Supplied passage:

"""

Lakehead University receives funding for research partnership development

Lakehead University researchers are receiving $384,374 from the Social Sciences and Humanities Research Council (SSHRC) for several research projects that will have an impact in various areas of Ontario.

Some of these projects will establish a network of collaborative campus-based “living laboratories” to examine issues of importance to people and their environments in the Lake Superior watershed, and use Indigenous research methodologies to develop new understanding of children’s self-regulation and literacy development.

Dr. Charles Levkoe, Canada Research Chair in Sustainable Food Systems and Associate Professor in Health Sciences at Lakehead University, is leading a partnership that will receive $188,106 over the next three years.

These community-campus collaborations will explore how postsecondary institutions might play a stronger role in advancing sustainability goals (including health and social and environmental justice) in the Lake Superior Watershed by turning higher education institutions into hubs for interdisciplinary “living laboratories” that integrate teaching, research, place-based experiential learning, and community engagement.

The project brings together three universities to serve as hubs (Lakehead University, University of Minnesota Duluth, Algoma University) and numerous community organizations and First Nations as partners through the new Lake Superior Living Labs Network. More information is available at livinglabs.lakeheadu.ca.

These partners are all situated on the Lake Superior watershed and are already pursuing projects that tackle social and environmental problems. The Lakehead Superior Living Labs Network will lead to greater collaborations between these organizations, and more integrated, systemic and impactful solutions to shared questions around water, land, climate, energy, and community and individual wellbeing in the region.

"""

Data excerpts:

"""

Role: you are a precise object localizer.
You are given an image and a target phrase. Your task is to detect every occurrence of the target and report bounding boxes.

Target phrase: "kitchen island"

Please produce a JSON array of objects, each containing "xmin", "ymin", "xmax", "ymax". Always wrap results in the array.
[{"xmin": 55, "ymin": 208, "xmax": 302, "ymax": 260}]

"""

Tasks and exercises:
**1.** Rewrite the paragraph of the Lakehead funding announcement that begins "The project brings together three universities" as a short bulleted list, keeping its main facts.
**2.** Answer these questions from the Lakehead funding announcement, one per line, marking each answer with its letter:
(a) How much are Lakehead University researchers receiving from SSHRC in total?
(b) How much will the partnership led by Dr. Charles Levkoe receive, and over what period?
(c) Which three universities serve as hubs for the project?
**3.** Continue the Lakehead funding announcement from the point where it stops.

Responses per task:
**1.**
- Three universities serve as hubs: Lakehead University, University of Minnesota Duluth and Algoma University.
- Numerous community organizations and First Nations take part as partners.
- All are joined through the new Lake Superior Living Labs Network.
- More information: livinglabs.lakeheadu.ca.

**2.**
(a) $384,374.
(b) $188,106 over the next three years.
(c) Lakehead University, University of Minnesota Duluth and Algoma University.

**3.**
Dr. Sonia Mastrangelo, Associate Professor in Education (Orillia) and co-investigator Dr. Meridith Lovell-Johnston are receiving $196,268 to spend three years using Indigenous research methodologies to develop new knowledge and understanding of self-regulation practices and literacy development, in partnership with the Kwayaciiwin Education Resource Centre (Monika Orzechowska) in Sioux Lookout and the Self Regulation Institute (Dr. Lisa Bayrami). Self-regulation is a framework for understanding stress and managing tension in order to cope with the challenges of daily life.

Being able to self-regulate is crucial to healthy child development including mental health, learning, resilience, and caring relationships in families, schools and communities. When self-regulation is compromised, so is literacy development.
Literacy rates in the north are lower than provincial averages and there are a rising number of students dealing with mental health challenges that impact academic achievement. This project will investigate whether promoting self-regulation through culturally appropriate techniques such as storytelling will help to improve well-being, literacy outcomes and overall school success. The research study adopts a holistic approach, engaging teachers, children and community members.

“Thank you to the Social Sciences and Humanities Research Council for funding these important projects,” said Dr. Andrew P. Dean, Lakehead’s Vice-President, Research and Innovation. “They will provide new opportunities for collaboration and unique opportunities for student involvement and will also have a direct impact on wellbeing in Ontario.”

Funding from SSHRC also generates support from the federal Research Support Fund to offset the indirect costs of research incurred by universities.

In 2018/19, Lakehead University will receive nearly $2 million in assistance from the Research Support Fund to support the indirect costs of research, which includes costs for supporting the management of intellectual property, research and administration, ethics and regulatory compliance, research resources, and research facilities.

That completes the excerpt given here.